- [Set problem] Copy out the listing from the line holding "the man's arm." through the line holding "[29, 14, 36, 36]", both included, request and all, and give nothing else. Scale every box coordinate in those lines by 0.75 and round each result to a whole number, rounding halves up.
::::
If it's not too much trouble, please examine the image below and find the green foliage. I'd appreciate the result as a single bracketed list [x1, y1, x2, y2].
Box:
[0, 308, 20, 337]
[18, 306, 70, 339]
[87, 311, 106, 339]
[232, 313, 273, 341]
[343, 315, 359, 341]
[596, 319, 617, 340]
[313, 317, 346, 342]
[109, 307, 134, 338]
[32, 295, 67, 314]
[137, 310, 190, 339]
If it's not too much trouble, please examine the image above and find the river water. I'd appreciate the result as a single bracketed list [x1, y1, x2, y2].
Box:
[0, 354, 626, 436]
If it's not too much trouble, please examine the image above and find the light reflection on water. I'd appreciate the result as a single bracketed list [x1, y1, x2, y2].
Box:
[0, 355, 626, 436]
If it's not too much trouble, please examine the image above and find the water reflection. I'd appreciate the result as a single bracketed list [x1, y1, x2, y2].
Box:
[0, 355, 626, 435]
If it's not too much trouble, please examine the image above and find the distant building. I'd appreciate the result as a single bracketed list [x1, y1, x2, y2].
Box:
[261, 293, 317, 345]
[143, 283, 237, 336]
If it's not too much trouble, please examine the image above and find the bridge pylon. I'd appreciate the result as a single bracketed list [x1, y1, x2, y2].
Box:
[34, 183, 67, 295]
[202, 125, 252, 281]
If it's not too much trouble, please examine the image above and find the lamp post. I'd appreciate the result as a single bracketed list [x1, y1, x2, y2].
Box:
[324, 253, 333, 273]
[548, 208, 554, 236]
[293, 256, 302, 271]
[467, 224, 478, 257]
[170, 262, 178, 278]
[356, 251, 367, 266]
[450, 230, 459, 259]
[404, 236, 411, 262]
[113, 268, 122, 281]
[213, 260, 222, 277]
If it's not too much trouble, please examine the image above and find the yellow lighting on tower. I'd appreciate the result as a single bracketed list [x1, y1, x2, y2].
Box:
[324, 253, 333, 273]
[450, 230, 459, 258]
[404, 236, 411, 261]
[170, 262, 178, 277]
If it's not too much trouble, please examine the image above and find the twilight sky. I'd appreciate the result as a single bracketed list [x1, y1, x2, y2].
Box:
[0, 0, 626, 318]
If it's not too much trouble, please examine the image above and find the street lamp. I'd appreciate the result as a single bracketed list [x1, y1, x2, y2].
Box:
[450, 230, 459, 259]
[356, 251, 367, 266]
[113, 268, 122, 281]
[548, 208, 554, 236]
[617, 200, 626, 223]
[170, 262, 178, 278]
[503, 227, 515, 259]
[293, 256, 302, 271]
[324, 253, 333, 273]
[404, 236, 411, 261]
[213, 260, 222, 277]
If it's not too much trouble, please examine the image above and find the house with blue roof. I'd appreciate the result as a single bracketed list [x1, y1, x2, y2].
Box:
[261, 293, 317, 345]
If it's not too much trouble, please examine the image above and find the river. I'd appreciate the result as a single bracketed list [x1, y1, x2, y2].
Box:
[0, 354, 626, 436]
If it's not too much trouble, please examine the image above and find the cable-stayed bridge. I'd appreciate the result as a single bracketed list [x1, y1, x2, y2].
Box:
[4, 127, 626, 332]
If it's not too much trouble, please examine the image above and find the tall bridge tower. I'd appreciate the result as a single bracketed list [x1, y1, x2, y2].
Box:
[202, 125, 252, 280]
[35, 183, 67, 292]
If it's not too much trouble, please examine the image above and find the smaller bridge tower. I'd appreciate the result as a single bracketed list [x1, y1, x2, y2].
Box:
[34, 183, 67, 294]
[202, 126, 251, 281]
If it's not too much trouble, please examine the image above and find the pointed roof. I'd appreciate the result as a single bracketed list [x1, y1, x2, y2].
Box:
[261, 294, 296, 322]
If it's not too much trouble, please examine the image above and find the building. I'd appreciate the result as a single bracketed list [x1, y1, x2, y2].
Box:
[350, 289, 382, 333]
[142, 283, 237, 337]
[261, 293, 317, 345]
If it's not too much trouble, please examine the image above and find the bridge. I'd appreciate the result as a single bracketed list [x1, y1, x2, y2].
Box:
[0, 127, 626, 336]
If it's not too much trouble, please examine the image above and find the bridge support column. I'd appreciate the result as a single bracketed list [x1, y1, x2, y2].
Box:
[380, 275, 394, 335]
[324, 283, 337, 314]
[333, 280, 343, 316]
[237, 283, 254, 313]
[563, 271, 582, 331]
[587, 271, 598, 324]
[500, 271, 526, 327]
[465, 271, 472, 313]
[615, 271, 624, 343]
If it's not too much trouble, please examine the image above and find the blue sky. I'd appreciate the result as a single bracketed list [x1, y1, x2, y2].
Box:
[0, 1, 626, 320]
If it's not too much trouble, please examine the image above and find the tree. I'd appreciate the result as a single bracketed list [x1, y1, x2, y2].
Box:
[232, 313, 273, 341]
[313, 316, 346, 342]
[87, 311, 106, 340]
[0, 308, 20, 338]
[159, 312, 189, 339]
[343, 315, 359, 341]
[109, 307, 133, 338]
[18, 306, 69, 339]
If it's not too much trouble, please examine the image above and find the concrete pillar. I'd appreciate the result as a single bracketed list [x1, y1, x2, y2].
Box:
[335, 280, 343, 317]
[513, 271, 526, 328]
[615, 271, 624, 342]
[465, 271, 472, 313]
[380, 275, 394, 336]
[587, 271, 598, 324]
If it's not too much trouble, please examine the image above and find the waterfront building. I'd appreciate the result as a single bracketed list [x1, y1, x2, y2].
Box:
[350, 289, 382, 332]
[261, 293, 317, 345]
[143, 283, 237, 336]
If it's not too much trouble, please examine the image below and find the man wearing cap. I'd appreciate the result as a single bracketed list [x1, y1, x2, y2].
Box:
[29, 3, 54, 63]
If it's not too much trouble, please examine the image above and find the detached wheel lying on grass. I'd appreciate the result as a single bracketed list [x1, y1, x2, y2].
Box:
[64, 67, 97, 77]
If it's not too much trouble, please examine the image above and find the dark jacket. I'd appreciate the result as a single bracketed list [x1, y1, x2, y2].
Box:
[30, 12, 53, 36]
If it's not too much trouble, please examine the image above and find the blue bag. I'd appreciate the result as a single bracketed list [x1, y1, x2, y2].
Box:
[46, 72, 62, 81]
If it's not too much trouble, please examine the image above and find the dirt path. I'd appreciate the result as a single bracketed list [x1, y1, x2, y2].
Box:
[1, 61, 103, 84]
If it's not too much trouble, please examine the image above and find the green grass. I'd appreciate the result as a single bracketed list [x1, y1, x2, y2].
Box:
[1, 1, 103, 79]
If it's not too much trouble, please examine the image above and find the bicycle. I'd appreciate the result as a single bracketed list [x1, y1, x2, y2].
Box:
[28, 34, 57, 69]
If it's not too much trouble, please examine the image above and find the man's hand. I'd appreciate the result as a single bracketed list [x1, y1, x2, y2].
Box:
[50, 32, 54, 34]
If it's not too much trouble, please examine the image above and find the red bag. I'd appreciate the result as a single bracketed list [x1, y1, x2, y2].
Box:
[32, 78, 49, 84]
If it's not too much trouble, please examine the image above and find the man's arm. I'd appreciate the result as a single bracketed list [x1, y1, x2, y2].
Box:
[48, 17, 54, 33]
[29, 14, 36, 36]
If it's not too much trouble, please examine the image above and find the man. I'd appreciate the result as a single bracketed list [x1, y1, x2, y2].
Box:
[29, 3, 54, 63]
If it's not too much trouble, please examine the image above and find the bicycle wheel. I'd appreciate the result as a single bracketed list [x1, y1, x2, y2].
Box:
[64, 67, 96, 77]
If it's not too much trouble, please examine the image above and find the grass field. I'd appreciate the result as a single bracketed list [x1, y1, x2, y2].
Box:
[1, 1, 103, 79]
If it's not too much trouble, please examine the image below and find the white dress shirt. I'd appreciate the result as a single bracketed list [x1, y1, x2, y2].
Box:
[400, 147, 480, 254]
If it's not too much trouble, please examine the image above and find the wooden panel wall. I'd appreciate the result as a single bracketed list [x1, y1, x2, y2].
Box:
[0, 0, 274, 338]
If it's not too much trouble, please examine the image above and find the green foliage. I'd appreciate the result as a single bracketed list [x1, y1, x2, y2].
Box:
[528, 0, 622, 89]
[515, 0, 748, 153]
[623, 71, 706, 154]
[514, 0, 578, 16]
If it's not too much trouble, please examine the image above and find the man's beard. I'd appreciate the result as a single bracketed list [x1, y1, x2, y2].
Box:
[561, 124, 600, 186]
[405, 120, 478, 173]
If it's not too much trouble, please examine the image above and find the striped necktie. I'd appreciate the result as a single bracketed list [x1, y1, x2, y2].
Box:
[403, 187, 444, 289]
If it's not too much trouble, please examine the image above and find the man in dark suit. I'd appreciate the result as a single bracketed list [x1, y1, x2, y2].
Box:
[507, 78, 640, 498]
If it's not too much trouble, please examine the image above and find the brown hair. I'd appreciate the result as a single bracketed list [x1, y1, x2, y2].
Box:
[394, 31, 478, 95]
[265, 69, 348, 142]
::::
- [Completed exercise]
If it's not too much trouble, please examine the image above and find the man's arm. I'd appreciate the result as a single bracketed list [x1, y1, x2, y2].
Box:
[36, 13, 41, 25]
[22, 11, 27, 27]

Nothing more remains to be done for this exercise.